Given task: Turn the entries below into a Markdown table with the columns Row and Line, beginning at the first line of the entries and continuing through the line containing "(1020, 211)". Give each line its own row number and leave out any blank lines.

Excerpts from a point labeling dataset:

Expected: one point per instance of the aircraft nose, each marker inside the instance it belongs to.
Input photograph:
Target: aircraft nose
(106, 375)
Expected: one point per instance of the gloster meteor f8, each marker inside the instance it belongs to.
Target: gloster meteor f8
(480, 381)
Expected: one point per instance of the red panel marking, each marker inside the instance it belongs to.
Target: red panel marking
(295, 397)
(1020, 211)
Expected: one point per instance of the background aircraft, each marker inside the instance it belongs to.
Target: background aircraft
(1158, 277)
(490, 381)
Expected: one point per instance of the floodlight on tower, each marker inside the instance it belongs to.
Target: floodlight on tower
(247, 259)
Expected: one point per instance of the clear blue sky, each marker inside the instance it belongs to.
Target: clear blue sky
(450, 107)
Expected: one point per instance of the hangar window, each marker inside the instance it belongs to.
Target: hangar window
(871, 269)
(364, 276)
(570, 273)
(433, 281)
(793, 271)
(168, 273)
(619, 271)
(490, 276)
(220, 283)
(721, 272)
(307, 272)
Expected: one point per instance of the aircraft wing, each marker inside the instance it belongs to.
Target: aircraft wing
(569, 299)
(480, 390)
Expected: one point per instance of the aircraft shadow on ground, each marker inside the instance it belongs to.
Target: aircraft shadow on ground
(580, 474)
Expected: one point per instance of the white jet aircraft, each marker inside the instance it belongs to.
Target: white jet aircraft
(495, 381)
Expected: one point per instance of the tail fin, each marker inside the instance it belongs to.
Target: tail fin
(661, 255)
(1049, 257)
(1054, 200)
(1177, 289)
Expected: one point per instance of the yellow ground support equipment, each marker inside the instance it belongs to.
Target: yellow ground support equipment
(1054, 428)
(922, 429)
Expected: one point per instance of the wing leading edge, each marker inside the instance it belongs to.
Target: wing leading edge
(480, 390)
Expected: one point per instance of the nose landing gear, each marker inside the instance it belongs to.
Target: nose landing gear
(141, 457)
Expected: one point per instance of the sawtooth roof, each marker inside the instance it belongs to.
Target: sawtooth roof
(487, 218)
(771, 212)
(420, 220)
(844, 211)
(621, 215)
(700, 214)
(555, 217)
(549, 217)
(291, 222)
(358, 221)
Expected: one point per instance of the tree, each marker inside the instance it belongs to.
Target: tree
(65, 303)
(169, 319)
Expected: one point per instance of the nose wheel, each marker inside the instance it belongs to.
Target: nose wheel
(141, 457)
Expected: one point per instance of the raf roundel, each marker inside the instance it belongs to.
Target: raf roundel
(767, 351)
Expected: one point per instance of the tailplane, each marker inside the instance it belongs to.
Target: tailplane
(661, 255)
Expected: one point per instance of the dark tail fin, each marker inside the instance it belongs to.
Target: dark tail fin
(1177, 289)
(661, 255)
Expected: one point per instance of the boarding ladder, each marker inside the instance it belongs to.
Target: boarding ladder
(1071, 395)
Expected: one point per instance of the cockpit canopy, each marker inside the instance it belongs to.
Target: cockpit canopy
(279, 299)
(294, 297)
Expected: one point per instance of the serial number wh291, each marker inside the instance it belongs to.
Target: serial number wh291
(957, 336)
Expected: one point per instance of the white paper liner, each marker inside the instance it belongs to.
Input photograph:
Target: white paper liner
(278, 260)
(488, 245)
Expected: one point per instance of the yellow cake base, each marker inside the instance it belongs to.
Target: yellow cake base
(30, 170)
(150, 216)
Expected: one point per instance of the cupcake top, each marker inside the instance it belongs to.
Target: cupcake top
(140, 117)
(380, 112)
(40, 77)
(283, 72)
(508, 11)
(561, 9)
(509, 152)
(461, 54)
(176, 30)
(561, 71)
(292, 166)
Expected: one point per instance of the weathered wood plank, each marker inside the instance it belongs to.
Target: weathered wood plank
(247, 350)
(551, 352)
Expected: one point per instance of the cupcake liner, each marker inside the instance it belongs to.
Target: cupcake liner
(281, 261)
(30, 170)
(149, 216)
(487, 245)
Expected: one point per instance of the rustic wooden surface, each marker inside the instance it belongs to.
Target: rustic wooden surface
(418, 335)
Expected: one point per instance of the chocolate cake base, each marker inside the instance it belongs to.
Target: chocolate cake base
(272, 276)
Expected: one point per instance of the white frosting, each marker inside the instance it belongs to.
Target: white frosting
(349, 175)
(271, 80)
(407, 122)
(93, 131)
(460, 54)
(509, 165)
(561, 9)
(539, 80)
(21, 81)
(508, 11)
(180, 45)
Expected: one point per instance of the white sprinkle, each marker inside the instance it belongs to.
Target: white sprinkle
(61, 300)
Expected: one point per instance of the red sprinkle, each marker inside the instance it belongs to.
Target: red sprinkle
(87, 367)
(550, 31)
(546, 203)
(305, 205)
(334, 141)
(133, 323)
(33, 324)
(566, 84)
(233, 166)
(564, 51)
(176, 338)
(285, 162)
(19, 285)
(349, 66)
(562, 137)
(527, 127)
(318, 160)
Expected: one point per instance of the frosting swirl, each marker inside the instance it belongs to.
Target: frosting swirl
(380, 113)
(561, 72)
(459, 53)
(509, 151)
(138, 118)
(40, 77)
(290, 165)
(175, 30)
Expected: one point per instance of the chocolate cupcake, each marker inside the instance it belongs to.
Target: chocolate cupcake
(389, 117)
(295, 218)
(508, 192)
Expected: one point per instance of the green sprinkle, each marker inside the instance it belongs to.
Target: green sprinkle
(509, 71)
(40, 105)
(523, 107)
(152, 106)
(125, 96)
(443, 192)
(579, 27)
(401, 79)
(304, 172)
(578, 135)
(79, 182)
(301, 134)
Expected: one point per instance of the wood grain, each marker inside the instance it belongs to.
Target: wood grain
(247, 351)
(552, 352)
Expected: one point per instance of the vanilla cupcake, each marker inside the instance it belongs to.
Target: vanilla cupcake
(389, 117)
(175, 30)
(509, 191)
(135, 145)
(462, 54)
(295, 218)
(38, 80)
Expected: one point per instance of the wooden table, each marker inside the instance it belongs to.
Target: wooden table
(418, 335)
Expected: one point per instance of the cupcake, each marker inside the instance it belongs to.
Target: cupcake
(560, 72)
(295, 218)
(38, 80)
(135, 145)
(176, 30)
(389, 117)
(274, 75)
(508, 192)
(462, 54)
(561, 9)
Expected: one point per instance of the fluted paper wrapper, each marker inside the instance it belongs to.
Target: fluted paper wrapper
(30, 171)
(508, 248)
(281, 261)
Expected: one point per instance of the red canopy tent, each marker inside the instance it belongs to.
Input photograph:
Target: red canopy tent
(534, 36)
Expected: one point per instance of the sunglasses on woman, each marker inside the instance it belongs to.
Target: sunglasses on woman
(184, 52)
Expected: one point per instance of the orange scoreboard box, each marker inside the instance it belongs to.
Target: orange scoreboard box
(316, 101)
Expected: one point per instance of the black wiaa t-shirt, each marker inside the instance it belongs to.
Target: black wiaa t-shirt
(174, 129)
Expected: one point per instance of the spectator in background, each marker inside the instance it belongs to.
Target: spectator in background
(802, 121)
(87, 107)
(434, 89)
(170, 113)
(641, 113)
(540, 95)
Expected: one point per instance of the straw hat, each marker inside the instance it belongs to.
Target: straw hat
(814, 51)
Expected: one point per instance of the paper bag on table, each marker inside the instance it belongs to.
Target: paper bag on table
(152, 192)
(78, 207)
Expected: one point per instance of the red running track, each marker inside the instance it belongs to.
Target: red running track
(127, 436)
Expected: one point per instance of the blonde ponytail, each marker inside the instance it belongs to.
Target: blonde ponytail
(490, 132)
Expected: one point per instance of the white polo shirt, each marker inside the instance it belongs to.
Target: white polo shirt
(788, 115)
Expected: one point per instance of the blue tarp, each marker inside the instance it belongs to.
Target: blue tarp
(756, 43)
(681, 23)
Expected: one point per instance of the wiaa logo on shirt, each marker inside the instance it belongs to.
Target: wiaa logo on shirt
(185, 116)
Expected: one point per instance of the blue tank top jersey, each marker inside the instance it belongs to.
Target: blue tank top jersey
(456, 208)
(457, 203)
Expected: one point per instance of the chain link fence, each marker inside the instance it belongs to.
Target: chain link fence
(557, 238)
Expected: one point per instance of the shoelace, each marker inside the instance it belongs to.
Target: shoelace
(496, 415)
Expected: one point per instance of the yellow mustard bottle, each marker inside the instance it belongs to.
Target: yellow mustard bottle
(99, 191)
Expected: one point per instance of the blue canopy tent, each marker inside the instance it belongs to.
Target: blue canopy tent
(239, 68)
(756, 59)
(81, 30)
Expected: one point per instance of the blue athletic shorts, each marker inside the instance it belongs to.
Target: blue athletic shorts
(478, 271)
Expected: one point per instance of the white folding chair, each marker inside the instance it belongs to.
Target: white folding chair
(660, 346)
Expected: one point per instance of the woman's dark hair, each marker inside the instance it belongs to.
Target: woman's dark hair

Problem solution:
| Row | Line |
|---|---|
| 1 | Expected: one point per instance of the aircraft nose, each marker inside the instance it belongs to. |
| 2 | Input photograph: |
| 3 | Target: aircraft nose |
| 4 | (106, 375) |
| 5 | Expected: one point per instance of the gloster meteor f8, each marker inside the instance it belongs to. |
| 6 | Target: gloster meteor f8 |
| 7 | (480, 381) |
| 8 | Expected: one point per instance of the red panel marking, each marker inside the instance it belongs to. |
| 9 | Target: red panel marking |
| 10 | (295, 397) |
| 11 | (1020, 211) |